## GIVEN TASK
Render the lines below as a numbered list, leaving out any blank lines.

## PROVIDED RECORDS
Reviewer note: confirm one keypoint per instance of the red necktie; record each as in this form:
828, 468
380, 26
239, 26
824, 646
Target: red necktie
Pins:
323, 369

## TASK SOLUTION
1. Reviewer note: confirm one keypoint per instance of the red necktie; record each as in this form:
2. 828, 468
3. 380, 26
4. 239, 26
5. 824, 646
6. Target: red necktie
7. Pins:
8. 323, 369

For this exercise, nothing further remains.